• _DATA SHOWN_
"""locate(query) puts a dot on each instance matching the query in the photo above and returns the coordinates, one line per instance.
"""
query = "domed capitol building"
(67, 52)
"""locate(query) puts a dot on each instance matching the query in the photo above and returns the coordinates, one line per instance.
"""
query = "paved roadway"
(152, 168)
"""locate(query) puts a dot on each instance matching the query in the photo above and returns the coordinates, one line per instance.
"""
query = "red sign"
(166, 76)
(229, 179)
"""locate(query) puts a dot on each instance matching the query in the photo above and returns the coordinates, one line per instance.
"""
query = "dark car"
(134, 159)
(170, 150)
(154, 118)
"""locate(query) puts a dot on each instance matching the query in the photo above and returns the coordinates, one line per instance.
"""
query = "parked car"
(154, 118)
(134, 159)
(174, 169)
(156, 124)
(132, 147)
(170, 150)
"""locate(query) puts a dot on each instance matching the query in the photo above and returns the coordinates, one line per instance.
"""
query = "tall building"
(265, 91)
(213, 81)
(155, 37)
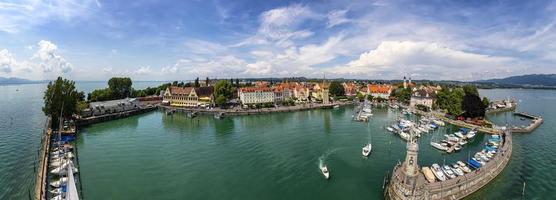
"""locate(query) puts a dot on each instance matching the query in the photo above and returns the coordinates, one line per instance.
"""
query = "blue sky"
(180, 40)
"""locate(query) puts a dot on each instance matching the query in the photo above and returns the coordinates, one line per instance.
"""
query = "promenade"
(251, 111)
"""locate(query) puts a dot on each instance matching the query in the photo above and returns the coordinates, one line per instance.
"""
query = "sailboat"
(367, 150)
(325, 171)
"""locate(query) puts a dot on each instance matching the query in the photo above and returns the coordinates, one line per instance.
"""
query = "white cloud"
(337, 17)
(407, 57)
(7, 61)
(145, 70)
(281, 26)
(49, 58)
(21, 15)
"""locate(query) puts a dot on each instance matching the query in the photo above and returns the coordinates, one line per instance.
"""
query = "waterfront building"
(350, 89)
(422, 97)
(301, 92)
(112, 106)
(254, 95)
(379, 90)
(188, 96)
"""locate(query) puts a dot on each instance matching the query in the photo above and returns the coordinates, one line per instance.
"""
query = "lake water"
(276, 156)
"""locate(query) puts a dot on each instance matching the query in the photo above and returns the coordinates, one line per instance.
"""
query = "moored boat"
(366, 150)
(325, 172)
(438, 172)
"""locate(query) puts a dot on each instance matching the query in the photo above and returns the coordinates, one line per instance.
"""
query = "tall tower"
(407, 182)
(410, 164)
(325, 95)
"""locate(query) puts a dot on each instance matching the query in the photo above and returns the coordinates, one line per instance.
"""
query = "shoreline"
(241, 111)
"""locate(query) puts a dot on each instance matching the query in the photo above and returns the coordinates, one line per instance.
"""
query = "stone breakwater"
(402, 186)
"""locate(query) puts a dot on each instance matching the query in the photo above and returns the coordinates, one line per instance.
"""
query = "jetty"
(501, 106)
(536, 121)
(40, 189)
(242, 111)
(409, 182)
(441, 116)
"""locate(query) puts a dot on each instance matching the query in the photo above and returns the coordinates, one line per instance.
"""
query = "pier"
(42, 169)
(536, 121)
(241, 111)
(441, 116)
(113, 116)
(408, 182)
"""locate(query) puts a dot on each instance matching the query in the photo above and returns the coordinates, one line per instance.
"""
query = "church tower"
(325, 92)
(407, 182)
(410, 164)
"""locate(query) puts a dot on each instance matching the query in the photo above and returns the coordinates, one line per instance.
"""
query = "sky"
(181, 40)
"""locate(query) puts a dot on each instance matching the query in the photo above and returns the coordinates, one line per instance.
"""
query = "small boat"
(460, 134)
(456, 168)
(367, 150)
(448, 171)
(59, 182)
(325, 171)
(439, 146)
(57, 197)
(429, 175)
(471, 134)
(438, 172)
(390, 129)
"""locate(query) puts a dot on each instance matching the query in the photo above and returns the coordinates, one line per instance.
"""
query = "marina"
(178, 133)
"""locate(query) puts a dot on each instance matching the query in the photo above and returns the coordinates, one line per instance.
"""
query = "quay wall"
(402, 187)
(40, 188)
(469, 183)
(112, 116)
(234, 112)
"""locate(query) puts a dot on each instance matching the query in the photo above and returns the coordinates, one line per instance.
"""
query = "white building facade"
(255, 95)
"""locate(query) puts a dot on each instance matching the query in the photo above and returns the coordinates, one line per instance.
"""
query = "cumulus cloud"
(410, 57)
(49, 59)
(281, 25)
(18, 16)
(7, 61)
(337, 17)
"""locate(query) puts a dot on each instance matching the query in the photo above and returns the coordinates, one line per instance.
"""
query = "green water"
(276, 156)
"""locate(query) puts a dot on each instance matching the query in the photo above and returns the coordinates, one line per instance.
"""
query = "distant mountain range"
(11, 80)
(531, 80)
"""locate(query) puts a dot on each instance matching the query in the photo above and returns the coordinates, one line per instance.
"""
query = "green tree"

• _GIVEN EXERCISE_
Repeat each record exactly as shown above, dropping all images.

• _RESPONSE TO THE EXERCISE_
"""locate(query) puts a dot on each instance matching the query in the photo above and returns the coordinates, one line per instance.
"""
query = "domed capitol building"
(67, 52)
"""locate(query) puts a dot on each instance matching the query in the photo above and returns the coordinates, one line per instance.
"""
query = "paved roadway"
(152, 168)
"""locate(query) puts a dot on each instance matching the query in the photo above and returns the coordinates, one line per instance.
"""
query = "red sign"
(166, 76)
(229, 179)
"""locate(query) puts a dot on each instance matching the query in the photo above and returns the coordinates, one line per instance.
"""
query = "dark car"
(134, 159)
(170, 150)
(154, 118)
"""locate(query) puts a dot on each instance matching the query in the photo above and returns the coordinates, one line per instance.
"""
query = "parked car"
(154, 118)
(134, 159)
(174, 169)
(156, 124)
(132, 147)
(170, 150)
"""locate(query) puts a dot on each instance matching the query in the photo above and returns the coordinates, one line per instance.
"""
query = "tall building"
(265, 91)
(213, 81)
(155, 37)
"""locate(query) puts a dot on each instance matching the query in the photo above and returns the coordinates, one line per instance.
"""
query = "blue sky"
(180, 40)
"""locate(query) puts a dot on each instance matching the query in the photo above and returns the coordinates, one line per instance.
"""
query = "promenade"
(251, 111)
"""locate(query) puts a dot on each instance matching the query in the photo above and returns the coordinates, one line per instance.
"""
query = "sailboat"
(367, 150)
(325, 171)
"""locate(query) puts a dot on each instance matching the query in the photo above and returns the coordinates, one line per instance.
"""
query = "white cloud"
(337, 17)
(407, 57)
(7, 61)
(145, 70)
(281, 26)
(49, 58)
(21, 15)
"""locate(query) puts a dot on each instance matching the query in the photo above and returns the coordinates, one line per instance.
"""
query = "waterfront building"
(350, 89)
(422, 97)
(301, 92)
(112, 106)
(254, 95)
(379, 90)
(188, 96)
"""locate(query) puts a dot on each instance matching the query in the photo above and returns the coordinates, one line per instance.
"""
query = "lake water"
(276, 156)
"""locate(query) puts a dot on each instance matching the query in the photo above and returns the coordinates, one line per instance.
"""
query = "moored boat"
(366, 150)
(325, 172)
(438, 172)
"""locate(query) puts a dot on each instance matching the query in the photo above and returns the coordinates, one line per instance.
"""
query = "tall tower"
(407, 182)
(410, 164)
(325, 95)
"""locate(query) puts a dot on each instance matching the query in the photo above and returns the coordinates, one line per instance.
"""
query = "shoreline"
(241, 111)
"""locate(query) puts a dot on each instance matching the query in the photo above and returns the coordinates, one line per instance.
"""
query = "stone breakwater"
(402, 186)
"""locate(query) puts a dot on each instance matching the query in the photo above and returns the coordinates, one line per instance.
"""
query = "jetty"
(501, 106)
(536, 121)
(40, 189)
(242, 111)
(409, 182)
(441, 116)
"""locate(query) puts a dot on each instance matching the query in the photo above and returns the coordinates, one line per instance.
"""
query = "pier"
(42, 169)
(536, 121)
(241, 111)
(441, 116)
(113, 116)
(408, 182)
"""locate(query) puts a dot on each instance matching the query in the photo above and returns the coordinates, one line per instance.
"""
query = "church tower"
(325, 92)
(407, 182)
(410, 164)
"""locate(query) puts a dot on each instance matching the query in the photo above and returns the coordinates, one line per instance.
"""
query = "sky"
(181, 40)
"""locate(query) puts a dot on each instance matching the query in the photo above and returns the coordinates, one line per instance.
"""
query = "small boat"
(460, 134)
(456, 168)
(367, 150)
(448, 171)
(59, 182)
(325, 171)
(439, 146)
(57, 197)
(429, 175)
(471, 134)
(438, 172)
(390, 129)
"""locate(query) puts a dot on each instance matching the query in the photo above and returns the coordinates, one line per instance.
"""
query = "marina"
(178, 133)
"""locate(query) puts a dot on each instance matching the query in the photo above and returns the coordinates, one line per instance.
"""
query = "quay wall"
(402, 187)
(40, 188)
(469, 183)
(112, 116)
(234, 112)
"""locate(query) puts a dot on each instance matching the query in the photo above and returns the coordinates, one line per instance.
"""
query = "white building facade"
(255, 95)
"""locate(query) puts a dot on each instance matching the query in the photo above and returns the coordinates, one line per instance.
"""
query = "cumulus cloud"
(410, 57)
(49, 59)
(281, 25)
(18, 16)
(7, 61)
(337, 17)
"""locate(query) puts a dot on each instance matching the query in the photo above and returns the coordinates, one line per instance.
"""
query = "green water"
(276, 156)
"""locate(query) puts a dot on each instance matching the query in the photo above and returns the coordinates, one line per instance.
"""
query = "distant mountain range"
(11, 80)
(531, 80)
"""locate(query) puts a dot on each instance matching the query in the photo above and returns the coordinates, one line per instance.
"""
query = "green tree"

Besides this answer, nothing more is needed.